Only lines holding the word "values" are needed; copy each of them from the material.

§ Records for the task
*** Block opens ***
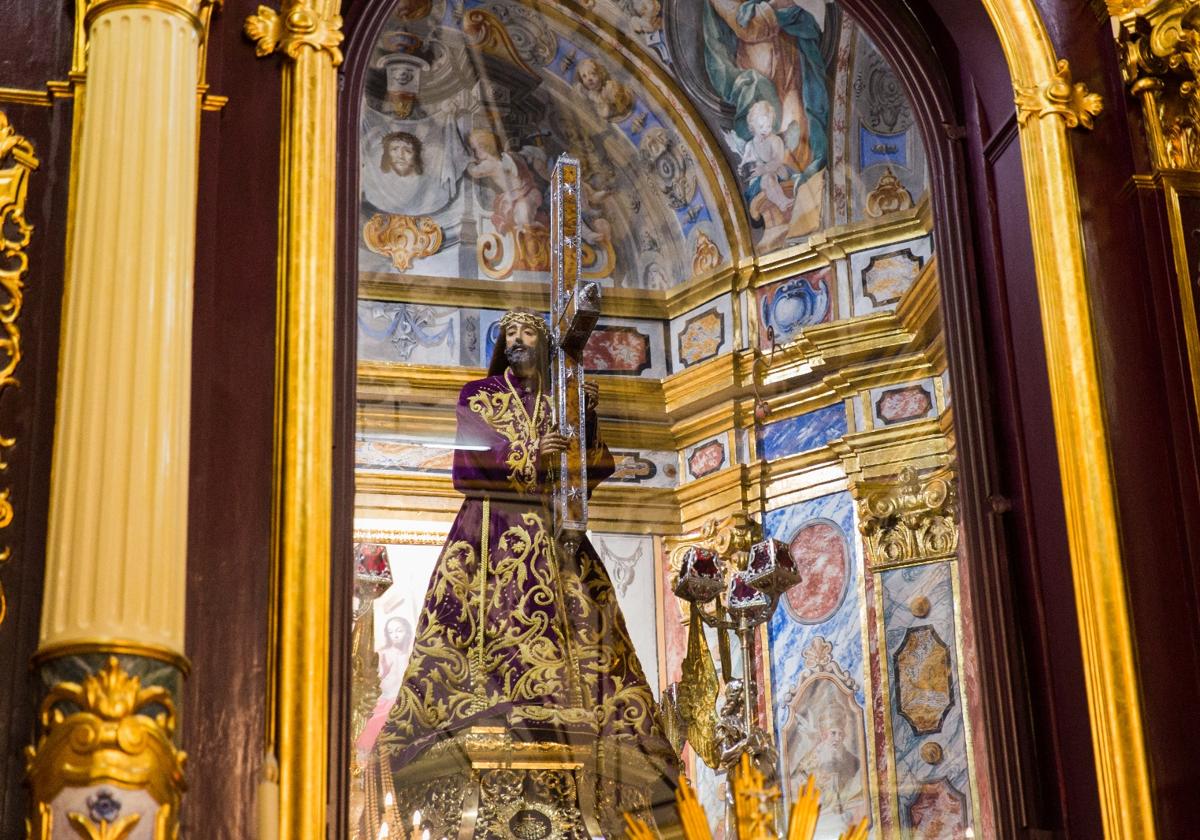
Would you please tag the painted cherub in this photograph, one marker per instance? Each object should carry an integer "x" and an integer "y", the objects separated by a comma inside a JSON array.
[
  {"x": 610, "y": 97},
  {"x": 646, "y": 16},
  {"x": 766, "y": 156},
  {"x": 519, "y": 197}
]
*** Block closes ***
*** Block opens ***
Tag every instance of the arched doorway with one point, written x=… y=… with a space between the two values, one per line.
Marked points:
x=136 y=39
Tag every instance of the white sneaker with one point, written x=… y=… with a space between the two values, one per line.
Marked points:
*** Block closes ***
*** Block opens ***
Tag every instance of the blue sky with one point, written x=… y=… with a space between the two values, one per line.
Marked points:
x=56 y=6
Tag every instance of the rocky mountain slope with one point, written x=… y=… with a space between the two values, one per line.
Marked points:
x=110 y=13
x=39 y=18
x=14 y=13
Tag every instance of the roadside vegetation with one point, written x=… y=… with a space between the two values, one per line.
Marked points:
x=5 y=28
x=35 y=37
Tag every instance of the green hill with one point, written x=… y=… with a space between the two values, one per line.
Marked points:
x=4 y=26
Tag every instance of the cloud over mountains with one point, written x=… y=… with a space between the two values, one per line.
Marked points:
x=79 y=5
*** Block closes ***
§ Response area
Tag every instance of the arched doorway with one point, written x=… y=… with a space between the two values, one per line.
Tag every instance of the white sneaker with one point, written x=… y=… with a space between the two values, one per line.
Tag every instance of the blue sky with one point, written x=… y=… with a space between the two values, one per line.
Tag every instance of the rocky mountain slope with one point, written x=… y=… with a space between the two values, one per line.
Tag every instance of the roadside vegetation with one point, written x=… y=… with a space between the two values, one per line.
Tag every instance of the green hill with one point, written x=… y=… with a space between the two values, one per line.
Tag every instance of the cloud over mountains with one point, written x=… y=… with a space between the two values, one per line.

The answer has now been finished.